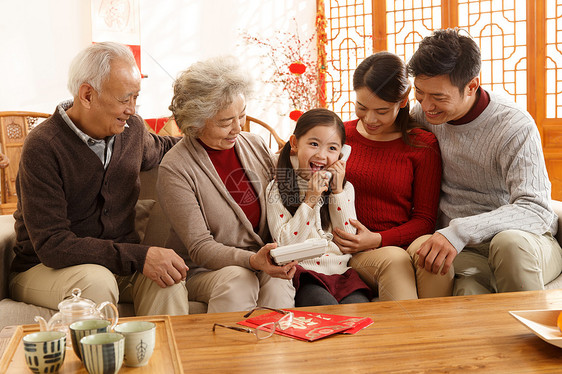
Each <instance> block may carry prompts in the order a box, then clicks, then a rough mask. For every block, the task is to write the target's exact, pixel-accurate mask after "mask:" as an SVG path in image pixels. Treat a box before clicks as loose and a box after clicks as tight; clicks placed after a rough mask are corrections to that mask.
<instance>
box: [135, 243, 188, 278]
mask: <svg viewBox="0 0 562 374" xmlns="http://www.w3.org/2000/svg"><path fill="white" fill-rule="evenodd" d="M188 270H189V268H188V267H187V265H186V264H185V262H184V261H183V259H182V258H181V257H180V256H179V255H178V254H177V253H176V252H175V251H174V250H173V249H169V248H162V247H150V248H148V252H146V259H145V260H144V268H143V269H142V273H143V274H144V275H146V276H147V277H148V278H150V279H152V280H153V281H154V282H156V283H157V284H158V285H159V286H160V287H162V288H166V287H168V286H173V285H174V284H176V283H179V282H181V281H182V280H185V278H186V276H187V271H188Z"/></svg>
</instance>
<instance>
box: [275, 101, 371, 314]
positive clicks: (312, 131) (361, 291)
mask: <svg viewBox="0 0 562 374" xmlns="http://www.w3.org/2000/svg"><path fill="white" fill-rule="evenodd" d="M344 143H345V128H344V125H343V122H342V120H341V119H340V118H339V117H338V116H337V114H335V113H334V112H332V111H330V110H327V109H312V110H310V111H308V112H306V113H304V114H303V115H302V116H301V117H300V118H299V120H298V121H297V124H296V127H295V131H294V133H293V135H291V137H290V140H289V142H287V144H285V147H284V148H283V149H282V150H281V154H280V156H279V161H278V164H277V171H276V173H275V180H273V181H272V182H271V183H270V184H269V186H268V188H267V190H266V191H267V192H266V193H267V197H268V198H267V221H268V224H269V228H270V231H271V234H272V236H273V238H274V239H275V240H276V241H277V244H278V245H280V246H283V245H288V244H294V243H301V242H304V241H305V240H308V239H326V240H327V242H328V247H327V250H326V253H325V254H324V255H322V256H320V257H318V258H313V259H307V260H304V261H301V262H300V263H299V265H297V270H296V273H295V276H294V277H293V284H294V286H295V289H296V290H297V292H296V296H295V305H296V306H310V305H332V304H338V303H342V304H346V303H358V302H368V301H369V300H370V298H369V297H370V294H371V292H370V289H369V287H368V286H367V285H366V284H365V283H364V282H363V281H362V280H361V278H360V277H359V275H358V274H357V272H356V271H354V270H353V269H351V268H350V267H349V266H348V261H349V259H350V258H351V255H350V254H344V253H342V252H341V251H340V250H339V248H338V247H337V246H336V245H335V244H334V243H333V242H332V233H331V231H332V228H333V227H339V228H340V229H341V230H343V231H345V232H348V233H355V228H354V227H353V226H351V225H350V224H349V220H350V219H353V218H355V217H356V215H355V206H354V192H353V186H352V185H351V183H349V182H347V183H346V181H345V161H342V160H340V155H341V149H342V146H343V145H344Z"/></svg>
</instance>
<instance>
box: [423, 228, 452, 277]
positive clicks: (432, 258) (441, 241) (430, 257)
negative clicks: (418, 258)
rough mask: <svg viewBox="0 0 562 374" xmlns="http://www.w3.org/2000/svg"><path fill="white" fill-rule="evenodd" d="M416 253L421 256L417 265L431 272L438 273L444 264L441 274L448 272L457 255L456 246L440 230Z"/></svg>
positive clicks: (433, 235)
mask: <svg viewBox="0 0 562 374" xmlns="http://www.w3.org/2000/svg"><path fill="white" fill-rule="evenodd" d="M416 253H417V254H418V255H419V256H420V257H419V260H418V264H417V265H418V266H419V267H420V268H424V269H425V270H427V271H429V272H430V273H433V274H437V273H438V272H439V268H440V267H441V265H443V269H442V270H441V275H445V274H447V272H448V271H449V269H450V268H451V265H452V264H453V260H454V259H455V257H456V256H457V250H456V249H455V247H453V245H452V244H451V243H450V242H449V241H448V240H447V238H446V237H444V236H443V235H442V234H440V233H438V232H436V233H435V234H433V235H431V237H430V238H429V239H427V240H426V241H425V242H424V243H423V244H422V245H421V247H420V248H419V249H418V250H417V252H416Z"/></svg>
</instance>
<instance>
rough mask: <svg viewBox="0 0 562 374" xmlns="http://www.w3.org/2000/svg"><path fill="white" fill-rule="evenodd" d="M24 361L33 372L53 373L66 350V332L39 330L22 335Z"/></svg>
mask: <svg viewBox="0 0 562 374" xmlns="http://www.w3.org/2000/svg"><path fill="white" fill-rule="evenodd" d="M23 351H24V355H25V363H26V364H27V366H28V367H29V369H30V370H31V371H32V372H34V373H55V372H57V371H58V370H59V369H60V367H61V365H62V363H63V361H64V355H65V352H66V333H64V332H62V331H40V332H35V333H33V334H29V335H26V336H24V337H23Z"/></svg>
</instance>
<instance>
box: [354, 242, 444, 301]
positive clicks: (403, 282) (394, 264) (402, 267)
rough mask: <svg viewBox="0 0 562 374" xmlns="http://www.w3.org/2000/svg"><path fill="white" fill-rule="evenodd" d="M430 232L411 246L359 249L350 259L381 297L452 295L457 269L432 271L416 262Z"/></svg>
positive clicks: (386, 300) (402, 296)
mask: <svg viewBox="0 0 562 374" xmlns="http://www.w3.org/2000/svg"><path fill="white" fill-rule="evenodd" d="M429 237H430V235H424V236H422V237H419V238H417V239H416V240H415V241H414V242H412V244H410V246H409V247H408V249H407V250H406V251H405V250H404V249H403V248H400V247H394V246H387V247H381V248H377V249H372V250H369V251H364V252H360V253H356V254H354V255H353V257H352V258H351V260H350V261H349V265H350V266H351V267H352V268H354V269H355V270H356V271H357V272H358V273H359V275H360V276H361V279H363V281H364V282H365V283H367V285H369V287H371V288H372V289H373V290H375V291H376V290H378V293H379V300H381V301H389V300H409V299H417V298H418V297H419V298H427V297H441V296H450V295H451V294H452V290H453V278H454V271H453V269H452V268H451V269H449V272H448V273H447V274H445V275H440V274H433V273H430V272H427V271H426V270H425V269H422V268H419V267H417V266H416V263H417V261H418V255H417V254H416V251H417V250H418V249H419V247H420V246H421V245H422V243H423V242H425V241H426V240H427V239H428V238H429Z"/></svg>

────────────────────────────────────────

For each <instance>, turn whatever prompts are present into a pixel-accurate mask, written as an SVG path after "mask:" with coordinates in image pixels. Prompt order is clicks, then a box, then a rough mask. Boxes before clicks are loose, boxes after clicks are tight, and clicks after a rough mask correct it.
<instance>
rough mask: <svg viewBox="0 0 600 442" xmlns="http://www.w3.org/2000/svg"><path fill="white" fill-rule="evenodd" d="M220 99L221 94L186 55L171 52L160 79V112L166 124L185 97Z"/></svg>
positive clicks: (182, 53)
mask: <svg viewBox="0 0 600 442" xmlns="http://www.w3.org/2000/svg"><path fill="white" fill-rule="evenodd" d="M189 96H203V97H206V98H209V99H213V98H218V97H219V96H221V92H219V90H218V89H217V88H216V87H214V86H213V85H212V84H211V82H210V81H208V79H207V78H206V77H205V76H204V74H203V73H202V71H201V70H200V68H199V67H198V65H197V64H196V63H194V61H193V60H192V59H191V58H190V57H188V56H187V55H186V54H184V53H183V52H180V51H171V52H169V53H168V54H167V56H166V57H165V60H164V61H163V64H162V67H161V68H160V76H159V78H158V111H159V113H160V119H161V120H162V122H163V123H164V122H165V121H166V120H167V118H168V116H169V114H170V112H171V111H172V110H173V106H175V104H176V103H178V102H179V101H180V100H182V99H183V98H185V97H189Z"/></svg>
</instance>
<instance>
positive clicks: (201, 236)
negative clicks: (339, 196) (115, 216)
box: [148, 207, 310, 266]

────────────────────────────────────────

§ **Problem**: Lines with "image": return each one from the data above.

§ **Output of the task**:
Each <instance> block may carry prompts in the order a box, then clicks, then a rough mask. For every block, the task is to write the target's exact, pixel-accurate mask after "mask:" as an SVG path in image pixels. Treat a box before clicks as loose and a box after clicks as tight; clicks placed after a rough mask are corrections to that mask.
For each <instance>, turn whatever prompts are present into a pixel-accurate mask, written as an SVG path after "mask:" with coordinates in image pixels. Prompt order is clicks, then a box, then a rough mask. Boxes before clicks are loose, boxes after clicks are tight, and clicks after a rough mask correct it.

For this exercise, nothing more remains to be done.